• **REQUIREMENT**:
Continue the post about the SQL Server columnstore index and GROUP BY timings, starting after its last sentence.

• **SOURCE EXTRACT**:
.....
That's it. That's the whole ask. A GROUP BY. count, average, sum, max, grouped by category, over a sales table. The kind of query every billing system on earth has a version of.

Fifty categories, three million rows. On a normal table with a normal clustered primary key, SQL Server scans the whole thing and aggregates it. ExoBench measured the read at 433ms. Fine. Expected. That's a full scan of a wide table feeding a hash aggregate, and there's no WHERE clause, so every row gets touched no matter what you do.

Then, on its own, the AI tried the thing the query was begging for. it put a clustered columnstore index on the table and ran the exact same query again.

Rows	Rowstore (clustered PK)	Clustered columnstore	Postgres
1M	~50 ms	sub-millisecond	109 ms
3M	433 ms	~14 ms	312 ms

Wait, what?

That's a 30x gap at 3M rows, and it gets wider as the table grows. The rowstore read scales with the data. Postgres, doing its level best with a parallel scan, scales with it too. The columnstore read barely moves. Same query. Same data shape. The columnstore is in a different league, and it isn't close.

And notice I've got Postgres numbers sitting right there too. that took exactly one prompt:

*That's a big difference. How does Postgres do for this kind of query and index?*

That's the whole point of measuring through an AI that can call ExoBench. one sentence and it spun up a Postgres instance, ran the same query shape, and handed back numbers. Postgres has no columnstore cell because it has no columnstore. it's pure rowstore in core, so that single column is the only story it has to tell here. (Small print: near-identical data, different hardware, Neon vs Azure SQL. A reference point, not a head-to-head. For the exact differences, see Appendix: Postgres vs SQL Server Reference Data.)

Here's the query plan that produced the 14ms, the part that matters:

Clustered Index Scan (ColumnStore)
  ActualLocallyAggregatedRows = 3000000
  SegmentReads = 1, SegmentSkips = 0
  ActualExecutionMode = Batch

Read that middle line again. ActualLocallyAggregatedRows = 3000000. All three million rows were aggregated inside the scan operator, in batch mode, before a single row bubbled up to the aggregate above it. The aggregate node got handed a nearly-finished answer. The work happened during the read. That's the whole trick, and it's why the time barely changes between 1M and 3M rows.

A quick note on the numbers in this post. Every one of them came out of ExoBench: I described a schema, it spun up a real Azure SQL instance, generated synthetic data at the scale I asked for, ran the query, and handed back the actual execution plan. The timings are pulled from the plan XML (QueryTimeStats ElapsedTime), not wall-clock, so compile time and network don't pollute them. Nothing here is from documentation. If a number looks surprising, it's because I ran it, not because I read it somewhere.
.....
• **RECORD EXTRACTS**:
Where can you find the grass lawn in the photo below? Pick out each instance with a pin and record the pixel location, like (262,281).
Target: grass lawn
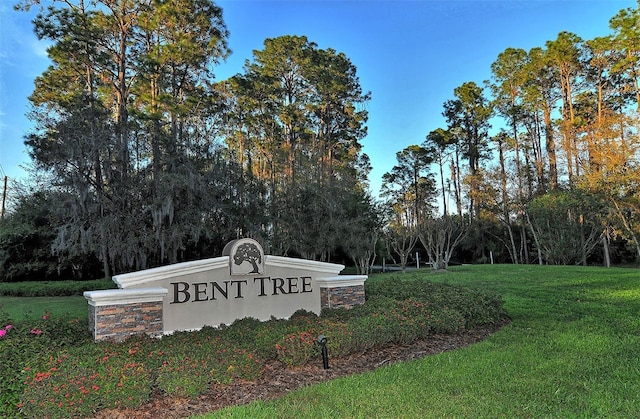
(23,308)
(572,350)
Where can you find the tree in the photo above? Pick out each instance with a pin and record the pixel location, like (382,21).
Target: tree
(125,72)
(565,226)
(468,118)
(439,141)
(440,237)
(295,123)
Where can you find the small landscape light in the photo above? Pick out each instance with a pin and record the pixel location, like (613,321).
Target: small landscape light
(322,341)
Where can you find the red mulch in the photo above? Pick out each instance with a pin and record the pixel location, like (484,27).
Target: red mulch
(278,380)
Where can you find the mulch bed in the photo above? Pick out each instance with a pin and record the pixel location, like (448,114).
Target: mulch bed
(278,380)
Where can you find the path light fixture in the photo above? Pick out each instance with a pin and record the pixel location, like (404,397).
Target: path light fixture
(322,341)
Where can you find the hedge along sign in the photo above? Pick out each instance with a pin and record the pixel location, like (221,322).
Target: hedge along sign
(244,282)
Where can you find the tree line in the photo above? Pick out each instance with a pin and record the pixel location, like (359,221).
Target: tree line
(144,158)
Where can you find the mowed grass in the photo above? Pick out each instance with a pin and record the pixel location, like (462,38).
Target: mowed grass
(26,308)
(572,350)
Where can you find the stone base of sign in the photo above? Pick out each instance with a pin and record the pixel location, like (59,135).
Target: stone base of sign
(344,291)
(117,314)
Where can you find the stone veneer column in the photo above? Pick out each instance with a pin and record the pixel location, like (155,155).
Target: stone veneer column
(118,314)
(343,291)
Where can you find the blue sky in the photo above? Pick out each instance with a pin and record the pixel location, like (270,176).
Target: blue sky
(409,54)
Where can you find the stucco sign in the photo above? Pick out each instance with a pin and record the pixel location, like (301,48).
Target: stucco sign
(243,282)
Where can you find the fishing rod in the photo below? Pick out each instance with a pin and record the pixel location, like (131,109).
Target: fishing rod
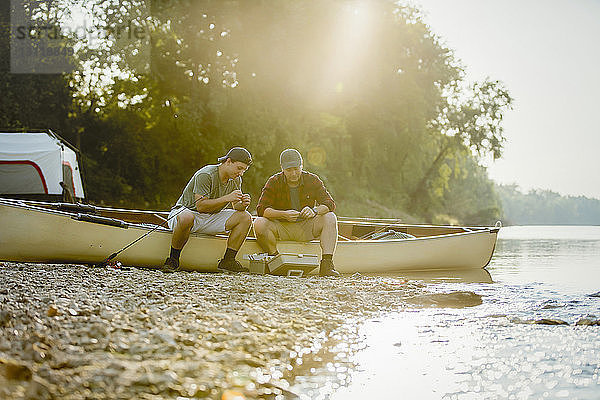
(108,259)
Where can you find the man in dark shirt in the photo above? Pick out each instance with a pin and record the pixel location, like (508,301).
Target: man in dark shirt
(294,205)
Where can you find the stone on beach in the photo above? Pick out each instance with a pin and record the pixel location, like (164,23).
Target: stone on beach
(80,332)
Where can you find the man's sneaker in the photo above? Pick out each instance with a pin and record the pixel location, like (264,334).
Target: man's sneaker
(170,265)
(231,265)
(327,268)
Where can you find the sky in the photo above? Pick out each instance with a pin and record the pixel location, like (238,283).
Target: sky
(547,53)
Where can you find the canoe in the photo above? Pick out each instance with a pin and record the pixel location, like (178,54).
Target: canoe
(68,233)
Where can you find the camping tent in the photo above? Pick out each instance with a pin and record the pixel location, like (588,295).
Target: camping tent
(39,163)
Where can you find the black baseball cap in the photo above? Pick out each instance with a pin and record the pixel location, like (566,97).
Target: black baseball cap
(237,154)
(290,158)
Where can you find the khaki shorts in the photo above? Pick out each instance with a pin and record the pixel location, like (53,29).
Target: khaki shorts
(301,231)
(210,224)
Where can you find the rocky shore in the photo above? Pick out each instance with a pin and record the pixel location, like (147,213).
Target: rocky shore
(74,331)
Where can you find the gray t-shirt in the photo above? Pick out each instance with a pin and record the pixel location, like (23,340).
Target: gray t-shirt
(206,182)
(295,198)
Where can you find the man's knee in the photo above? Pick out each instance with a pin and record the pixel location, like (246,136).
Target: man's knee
(185,220)
(261,225)
(242,218)
(330,218)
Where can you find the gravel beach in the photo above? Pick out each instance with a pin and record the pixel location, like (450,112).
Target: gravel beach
(74,331)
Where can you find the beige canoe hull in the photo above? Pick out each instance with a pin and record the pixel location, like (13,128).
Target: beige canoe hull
(37,235)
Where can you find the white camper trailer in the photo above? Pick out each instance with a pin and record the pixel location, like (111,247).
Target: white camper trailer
(39,165)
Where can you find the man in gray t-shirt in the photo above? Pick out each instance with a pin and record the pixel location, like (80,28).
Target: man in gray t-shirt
(212,202)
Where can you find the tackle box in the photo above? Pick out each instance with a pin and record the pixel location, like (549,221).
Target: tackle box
(283,264)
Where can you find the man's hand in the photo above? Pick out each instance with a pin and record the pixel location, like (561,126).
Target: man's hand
(307,213)
(235,196)
(291,215)
(245,200)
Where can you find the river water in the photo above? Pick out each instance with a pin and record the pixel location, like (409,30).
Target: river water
(492,350)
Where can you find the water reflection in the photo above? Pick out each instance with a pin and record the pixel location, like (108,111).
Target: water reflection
(481,352)
(479,275)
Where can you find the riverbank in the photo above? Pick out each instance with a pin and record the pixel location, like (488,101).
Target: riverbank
(73,331)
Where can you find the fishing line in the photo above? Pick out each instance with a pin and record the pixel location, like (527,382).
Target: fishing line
(113,255)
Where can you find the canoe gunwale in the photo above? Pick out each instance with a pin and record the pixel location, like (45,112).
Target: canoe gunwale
(31,236)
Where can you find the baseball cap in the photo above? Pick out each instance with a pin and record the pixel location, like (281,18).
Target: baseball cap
(290,158)
(237,154)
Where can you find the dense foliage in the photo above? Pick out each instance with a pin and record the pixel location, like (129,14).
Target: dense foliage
(544,207)
(373,100)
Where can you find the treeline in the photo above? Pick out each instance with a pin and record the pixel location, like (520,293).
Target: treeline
(544,207)
(374,101)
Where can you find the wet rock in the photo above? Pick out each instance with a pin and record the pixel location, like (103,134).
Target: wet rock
(541,321)
(5,317)
(550,321)
(39,389)
(458,299)
(12,369)
(588,322)
(52,311)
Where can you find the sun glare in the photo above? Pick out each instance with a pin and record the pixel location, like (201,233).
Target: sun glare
(348,47)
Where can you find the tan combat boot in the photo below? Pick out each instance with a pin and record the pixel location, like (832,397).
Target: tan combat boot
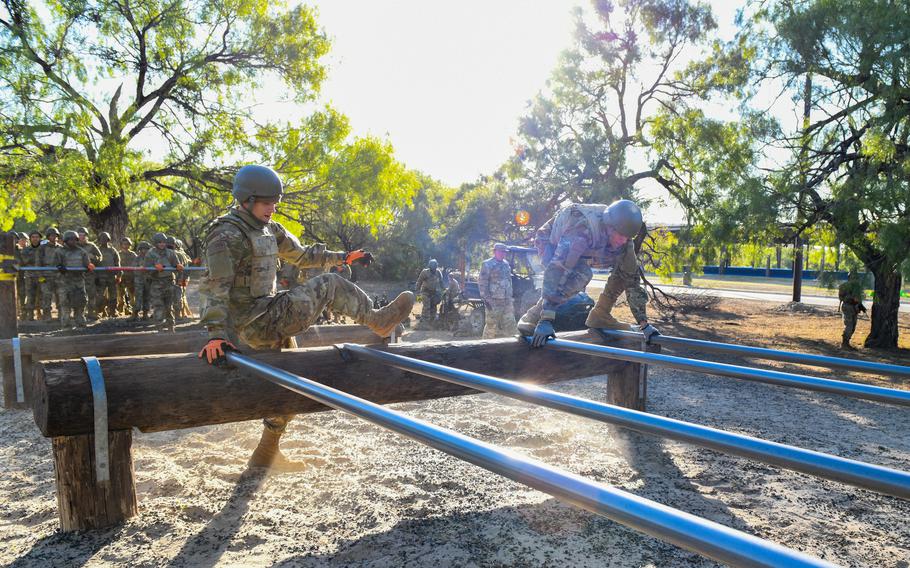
(384,320)
(600,317)
(268,455)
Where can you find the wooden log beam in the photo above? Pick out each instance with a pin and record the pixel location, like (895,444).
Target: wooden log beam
(168,392)
(47,348)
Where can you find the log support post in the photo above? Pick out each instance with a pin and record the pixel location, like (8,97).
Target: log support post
(83,502)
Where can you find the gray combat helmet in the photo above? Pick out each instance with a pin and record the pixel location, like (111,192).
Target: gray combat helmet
(256,181)
(624,216)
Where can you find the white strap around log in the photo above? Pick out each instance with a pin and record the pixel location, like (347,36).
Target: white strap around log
(17,366)
(99,398)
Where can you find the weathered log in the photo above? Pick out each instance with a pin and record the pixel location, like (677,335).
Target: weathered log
(44,348)
(84,503)
(168,392)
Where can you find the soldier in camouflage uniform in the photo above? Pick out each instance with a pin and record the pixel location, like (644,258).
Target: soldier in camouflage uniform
(107,281)
(141,296)
(160,281)
(126,288)
(850,294)
(50,282)
(495,283)
(30,256)
(429,286)
(577,235)
(72,282)
(91,285)
(242,249)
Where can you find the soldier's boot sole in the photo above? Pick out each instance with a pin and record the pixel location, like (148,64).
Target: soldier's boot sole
(386,319)
(268,456)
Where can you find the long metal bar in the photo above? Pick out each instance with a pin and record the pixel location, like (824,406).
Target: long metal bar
(861,474)
(687,531)
(106,269)
(856,390)
(764,353)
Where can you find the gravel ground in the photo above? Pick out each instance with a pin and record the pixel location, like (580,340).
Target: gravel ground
(372,498)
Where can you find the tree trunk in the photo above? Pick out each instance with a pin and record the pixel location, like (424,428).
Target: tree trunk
(885,306)
(114,218)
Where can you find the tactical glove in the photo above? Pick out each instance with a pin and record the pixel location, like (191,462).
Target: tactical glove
(542,332)
(359,256)
(214,351)
(649,332)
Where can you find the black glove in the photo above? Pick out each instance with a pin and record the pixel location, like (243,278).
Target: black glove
(542,332)
(649,332)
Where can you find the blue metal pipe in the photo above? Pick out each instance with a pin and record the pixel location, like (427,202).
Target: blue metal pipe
(875,477)
(856,390)
(702,536)
(763,353)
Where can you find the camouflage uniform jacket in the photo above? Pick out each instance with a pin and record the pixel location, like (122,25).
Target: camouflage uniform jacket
(47,254)
(92,250)
(30,256)
(495,281)
(74,257)
(109,256)
(429,282)
(242,255)
(166,258)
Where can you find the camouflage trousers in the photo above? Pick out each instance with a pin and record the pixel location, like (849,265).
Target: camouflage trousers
(32,293)
(161,299)
(850,313)
(273,319)
(106,295)
(72,298)
(91,292)
(126,294)
(499,320)
(430,306)
(50,289)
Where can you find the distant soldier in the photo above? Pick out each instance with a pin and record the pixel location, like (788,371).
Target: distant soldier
(140,283)
(91,287)
(50,281)
(429,286)
(30,256)
(573,238)
(495,283)
(850,294)
(161,282)
(72,284)
(107,281)
(126,288)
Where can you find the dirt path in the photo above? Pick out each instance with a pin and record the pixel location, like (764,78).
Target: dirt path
(372,498)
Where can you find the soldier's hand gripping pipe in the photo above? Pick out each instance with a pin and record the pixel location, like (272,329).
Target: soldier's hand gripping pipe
(214,351)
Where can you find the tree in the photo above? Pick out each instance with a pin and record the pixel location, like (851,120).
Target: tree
(588,138)
(83,83)
(849,163)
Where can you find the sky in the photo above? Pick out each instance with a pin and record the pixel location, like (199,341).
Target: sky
(446,82)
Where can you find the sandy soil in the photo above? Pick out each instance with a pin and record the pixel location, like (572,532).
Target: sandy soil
(373,498)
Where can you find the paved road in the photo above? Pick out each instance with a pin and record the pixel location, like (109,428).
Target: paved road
(758,296)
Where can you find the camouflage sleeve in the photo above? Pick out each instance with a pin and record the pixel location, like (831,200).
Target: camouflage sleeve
(219,259)
(483,282)
(309,256)
(625,278)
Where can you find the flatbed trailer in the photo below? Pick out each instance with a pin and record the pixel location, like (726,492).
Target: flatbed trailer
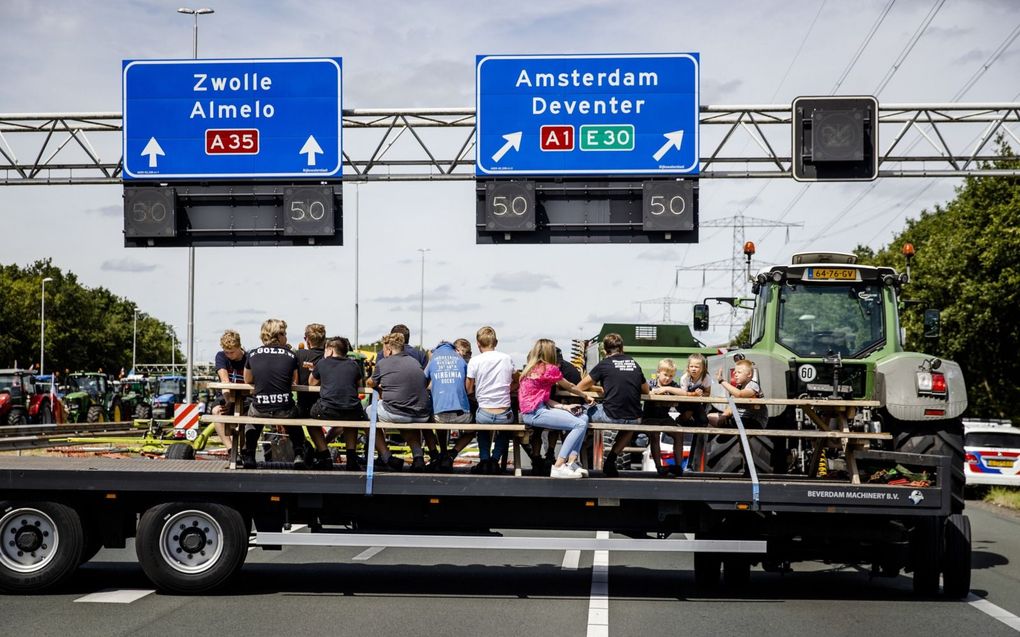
(194,521)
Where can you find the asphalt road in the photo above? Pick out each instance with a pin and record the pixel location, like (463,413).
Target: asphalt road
(354,591)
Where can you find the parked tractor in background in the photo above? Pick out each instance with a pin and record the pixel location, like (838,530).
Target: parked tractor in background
(91,397)
(135,396)
(826,327)
(26,400)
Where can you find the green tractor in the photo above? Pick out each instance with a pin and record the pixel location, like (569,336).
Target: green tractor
(135,396)
(824,326)
(91,397)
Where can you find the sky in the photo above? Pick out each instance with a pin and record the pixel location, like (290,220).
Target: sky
(65,57)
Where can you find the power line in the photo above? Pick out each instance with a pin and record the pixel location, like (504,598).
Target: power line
(910,46)
(864,45)
(995,56)
(799,49)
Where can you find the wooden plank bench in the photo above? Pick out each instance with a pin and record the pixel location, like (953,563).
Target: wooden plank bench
(837,408)
(518,430)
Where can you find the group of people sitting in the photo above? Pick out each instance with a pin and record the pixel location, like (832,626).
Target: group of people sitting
(454,386)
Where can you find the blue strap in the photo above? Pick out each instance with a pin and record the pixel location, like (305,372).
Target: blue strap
(755,491)
(370,445)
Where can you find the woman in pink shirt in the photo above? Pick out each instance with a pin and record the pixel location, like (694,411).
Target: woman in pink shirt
(539,409)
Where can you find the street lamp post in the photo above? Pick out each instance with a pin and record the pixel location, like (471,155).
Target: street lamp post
(134,342)
(191,249)
(421,318)
(42,327)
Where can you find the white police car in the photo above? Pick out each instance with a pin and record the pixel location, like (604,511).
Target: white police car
(991,453)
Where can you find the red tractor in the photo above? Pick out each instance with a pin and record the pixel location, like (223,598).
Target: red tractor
(24,399)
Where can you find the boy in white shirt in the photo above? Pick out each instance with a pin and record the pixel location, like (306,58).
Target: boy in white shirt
.....
• **EXERCISE RESPONSE**:
So, briefly, what is this thing. A columnstore index stores a table column-by-column in compressed segments instead of row-by-row in pages. For an analytic query that reads two columns out of four and aggregates millions of rows, that's exactly the right shape: SQL Server reads only the columns you touched, decompresses them in bulk, and crunches them in batch mode. In SQL Server there are two flavors. A clustered columnstore is the table. the whole thing is stored columnar, no separate heap. A nonclustered columnstore sits alongside a normal rowstore table as a secondary index, so you keep your B-tree for point lookups and add columnar storage for analytics on top. Same engine underneath. The clustered version is the one people have opinions about.

If you've never internalized the row-vs-column thing and you want it in plain English with diagrams that actually help, Nikola Ilic's Rows or Columns. where should I put my index on? is the best explainer I've found. it's SQL-Server-specific, walks through real queries on a real table, and shows you the memory-footprint and segment-skipping diagrams that make the whole thing click.

Here's my one-line version, and I'll own it as an opinion: columnstore is the one that actually scales. When you think columnstore, think Snowflake, Redshift, Parquet, Delta. all the things built to chew through a billion rows. When you think rowstore, think Ye Olde Database, perfect for fetching one customer's order and quietly miserable at aggregating a hundred million of them. I'm sure some RDBMS priest is already drafting an email with three academic papers proving the distinction is more nuanced than that. It is more nuanced than that. I'm still not budging.

The thing people say without measuring anything

Here's what you hear the moment you mention clustered columnstore: "Yeah, but the write performance is horrible."

Okay. At what scale? Inserting how many rows? In what shape, bulk load or single-row trickle? Updating or just inserting? Concurrent or serial? On what hardware? A statement about performance without these facts is no statement at all!

ExoBench's whole reason for existence is to give you an answer to these questions for a near-zero amount of effort. ExoBench shows you the planner's behavior changes at every scale, because this is not something you can reason about it by just staring at the query. So let's point it at the folklore and see where, if anywhere, the folklore holds up.

What ExoBench does

Here's the setup. ExoBench is an MCP server (MCP is just a protocol that lets AI tools call external servers), and your AI assistant is the client. So you describe your problem in plain English. "this query is slow, figure out why" and the AI does all the API wrangling for you. It writes the schema, picks the scale points, fires the benchmark, reads the execution plan that comes back, forms a hypothesis, and runs the next benchmark to test it. You never touch the tool calls. You watch the AI drive and read the results.

ExoBench then spins up a real, ephemeral database instance. For SQL Server that's Azure, for Postgres it's AWS. It generates synthetic data at the scale points you specify, runs your actual query, captures the real execution plan, and returns it. It does not connect to your database. Your production data never leaves your systems. You hand it a schema and a shape, it builds a disposable world matching that shape and measures what happens in it.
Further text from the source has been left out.